▸ **Questions**
a) In the ADR on KL divergence threshold calibration, rewrite the paragraph that begins "The Guardrail Framework uses KL divergence" as a short bulleted list that keeps its main facts.
b) Answer these questions using the ADR on KL divergence threshold calibration:
(i) Who are listed as the deciders?
(ii) What verdict does Option 1 receive, and for what stated reason?
(iii) Which percentile of observed KL values sets the critical level in Option 3?
c) Continue the ADR on KL divergence threshold calibration, starting right after its last sentence.

▸ **Exercise text**
++++++++++
ADR-005: KL Divergence Threshold Calibration Method¶
Status: Accepted Date: 2025-12-26 Issue: #1 - GAP-DriftThreshold Deciders: Risk Team (Analytics), Data Science Related Gap: GAP-H1 (Drift Threshold Calibration)
Context¶
The Guardrail Framework uses KL divergence to detect distribution drift between the frozen baseline (training data distribution) and live production data. The current specification defines a provisional threshold τ = 0.5, but this value requires calibration based on observed data variability.
The Problem: - A threshold that is too sensitive (low τ) causes alert fatigue from false positives - A threshold that is too lenient (high τ) misses actual drift until model performance degrades - The provisional τ = 0.5 was chosen as a balanced starting point but lacks empirical grounding
Constraints: - Threshold must be calibrated before production launch (β-to-Prod milestone) - Calibration requires understanding of normal data variability - Must support multi-tier alerting (warning vs. critical)
Decision Drivers¶
- Minimize false positives - Alert fatigue undermines trust in the system
- Detect actual drift promptly - Before model performance degrades
- Use statistically grounded methodology - Reproducible and auditable
- Support tiered response - Different severity levels for different drift magnitudes
- Enable recalibration - Threshold should be adjustable as baseline changes
Considered Options¶
Option 1: Static Fixed Threshold¶
Description: Keep τ = 0.5 as a fixed constant.
| Pros | Cons |
|---|---|
| Simple to implement | No adaptation to actual variability |
| Deterministic behavior | May not fit this use case |
| Easy to explain | Could cause high false positive rate |
Verdict: Rejected - Does not account for actual data characteristics.
Option 2: Mean + k×σ Formula¶
Description: Set τ = μ + k×σ where μ and σ are computed from observed KL values, and k controls false positive rate.
| Pros | Cons |
|---|---|
| Statistically grounded | Assumes normal distribution |
| Adjustable via k parameter | Sensitive to outliers |
| Well-established method | Requires sufficient data |
Verdict: Considered - Good baseline method but may not handle heavy-tailed distributions.
Option 3: Percentile-Based Calibration (Selected)¶
Description: Set thresholds based on percentiles of observed KL values: - τ_warn = 90th percentile (warning level) - τ_crit = 99th percentile (critical level)
++++++++++
▸ **Provided material**
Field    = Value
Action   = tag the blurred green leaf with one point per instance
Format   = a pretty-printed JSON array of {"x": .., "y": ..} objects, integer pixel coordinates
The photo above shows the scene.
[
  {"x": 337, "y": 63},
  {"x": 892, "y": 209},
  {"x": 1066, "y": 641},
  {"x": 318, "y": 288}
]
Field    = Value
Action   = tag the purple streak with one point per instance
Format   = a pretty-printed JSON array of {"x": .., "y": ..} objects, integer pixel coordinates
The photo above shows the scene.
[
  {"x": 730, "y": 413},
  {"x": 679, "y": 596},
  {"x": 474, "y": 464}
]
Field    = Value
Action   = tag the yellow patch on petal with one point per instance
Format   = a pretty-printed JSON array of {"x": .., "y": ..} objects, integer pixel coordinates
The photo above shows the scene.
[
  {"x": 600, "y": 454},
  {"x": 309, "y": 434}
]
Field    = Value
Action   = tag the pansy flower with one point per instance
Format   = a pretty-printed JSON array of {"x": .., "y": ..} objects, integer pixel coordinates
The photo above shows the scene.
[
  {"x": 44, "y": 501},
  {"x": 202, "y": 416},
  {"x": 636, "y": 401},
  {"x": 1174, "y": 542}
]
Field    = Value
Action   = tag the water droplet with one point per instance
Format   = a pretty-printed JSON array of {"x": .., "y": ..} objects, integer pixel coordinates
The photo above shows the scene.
++++++++++
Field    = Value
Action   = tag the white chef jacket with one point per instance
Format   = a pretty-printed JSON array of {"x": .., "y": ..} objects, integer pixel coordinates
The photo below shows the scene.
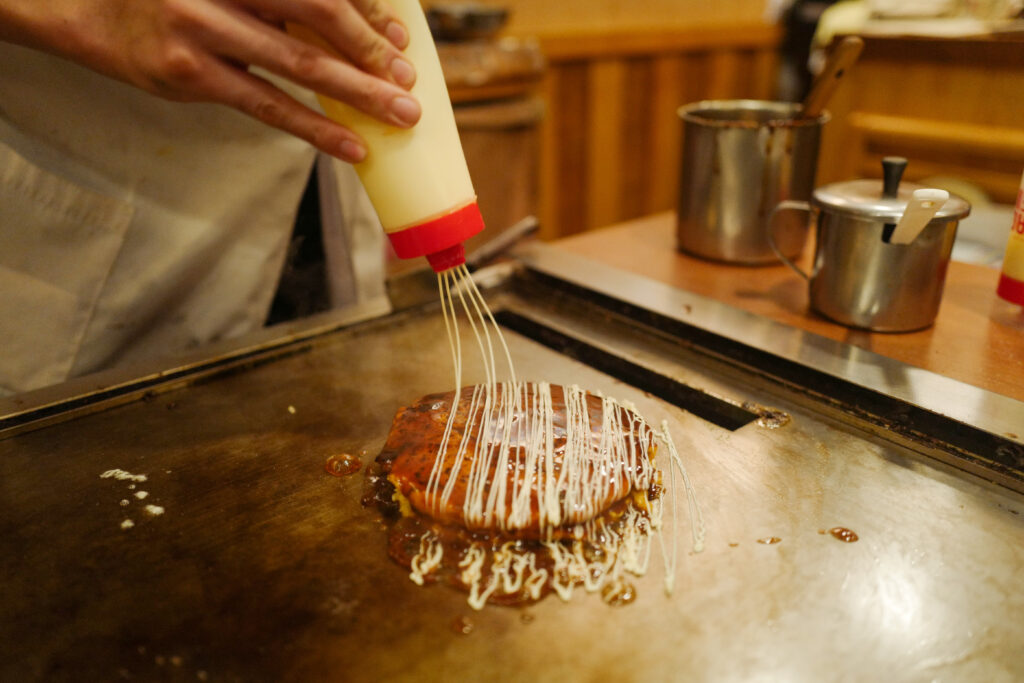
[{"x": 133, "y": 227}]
++++++++++
▸ **Answer list**
a)
- KL divergence detects distribution drift between the frozen baseline (training data distribution) and live production data.
- The current specification sets a provisional threshold τ = 0.5.
- This value must be calibrated against observed data variability.

b)
(i) Risk Team (Analytics) and Data Science.
(ii) It is rejected because it does not account for actual data characteristics.
(iii) The 99th percentile.

c)
| Pros | Cons |
|---|---|
| Distribution-agnostic | Requires representative sample |
| Naturally handles outliers | Percentile choice is somewhat arbitrary |
| Intuitive interpretation | Must recalibrate when baseline changes |
| Supports multi-tier alerting | - |
Verdict: Selected - Best balance of robustness and interpretability.
Option 4: Dynamic Adaptive Threshold¶
Description: Continuously adjust threshold based on model performance feedback loop.
| Pros | Cons |
|---|---|
| Optimal performance | Complex implementation |
| Self-correcting | Requires performance correlation |
| Adapts to changing conditions | Harder to audit and explain |
Verdict: Deferred - Recommended for future enhancement after baseline approach proven.
Decision¶
We will use percentile-based calibration with two-tier thresholds:
τ_warn = P90(observed KL values) → Warning threshold
τ_crit = P99(observed KL values) → Critical threshold
Threshold Tiers¶
| Tier | Condition | Action |
|---|---|---|
| Normal | KL < τ_warn | No action, continue monitoring |
| Warning | τ_warn ≤ KL < τ_crit | Log event, highlight in dashboard |
| Critical | KL ≥ τ_crit | Alert stakeholders, evaluate kill-switch |
Calibration Procedure¶
- Data Collection: Collect 30+ days of KL divergence values from shadow scoring
- Validation: Ensure <5% missing values, no systematic gaps
- Computation: Calculate P90 and P99 percentiles
- Back-testing: Verify alert rate is acceptable (~10% warning, ~1% critical)
- Documentation: Record rationale and statistical summary
- Deployment: Update parameter freeze with new values
Expected Outcomes¶
Based on industry research (Evidently AI, Arthur.ai, Deepchecks):
| Scenario | Expected τ_warn | Expected τ_crit |
|---|---|---|
| Stable data pipeline | 0.25 - 0.35 | 0.40 - 0.55 |
| Moderate variability | 0.30 - 0.40 | 0.50 - 0.65 |
| High variability | 0.35 - 0.50 | 0.60 - 0.80 |
Consequences¶
Positive¶
- Reduced false positives: Thresholds adapt to actual data variability
- Clear escalation path: Two-tier system prevents alert fatigue
- Auditable: Percentile-based method is transparent and reproducible
- Actionable alerts: Critical alerts are rare enough to demand attention
Negative¶
- Requires recalibration: When baseline distribution changes, thresholds must be recomputed
- Data dependency: Need 30+ days of representative data before production calibration
- Percentile choice: 90th/99th percentiles are reasonable defaults but may need adjustment
Risks¶
| Risk | Mitigation |
|---|---|
| Insufficient shadow data | Extend collection period; use synthetic data for methodology validation |
| Non-representative sample | Validate sample covers expected data patterns |
| Baseline changes frequently | Implement automated recalibration pipeline |
Validation¶
Pre-Deployment Validation¶
- [ ] Calibration script produces correct percentiles on test data
- [ ] Back-test shows acceptable alert rates
- [ ] τ_crit validated against provisional τ = 0.5
- [ ] Statistical rationale documented
Post-Deployment Validation¶
- [ ] False positive rate < 5% after 7 days
- [ ] No missed drift events (zero false negatives on known issues)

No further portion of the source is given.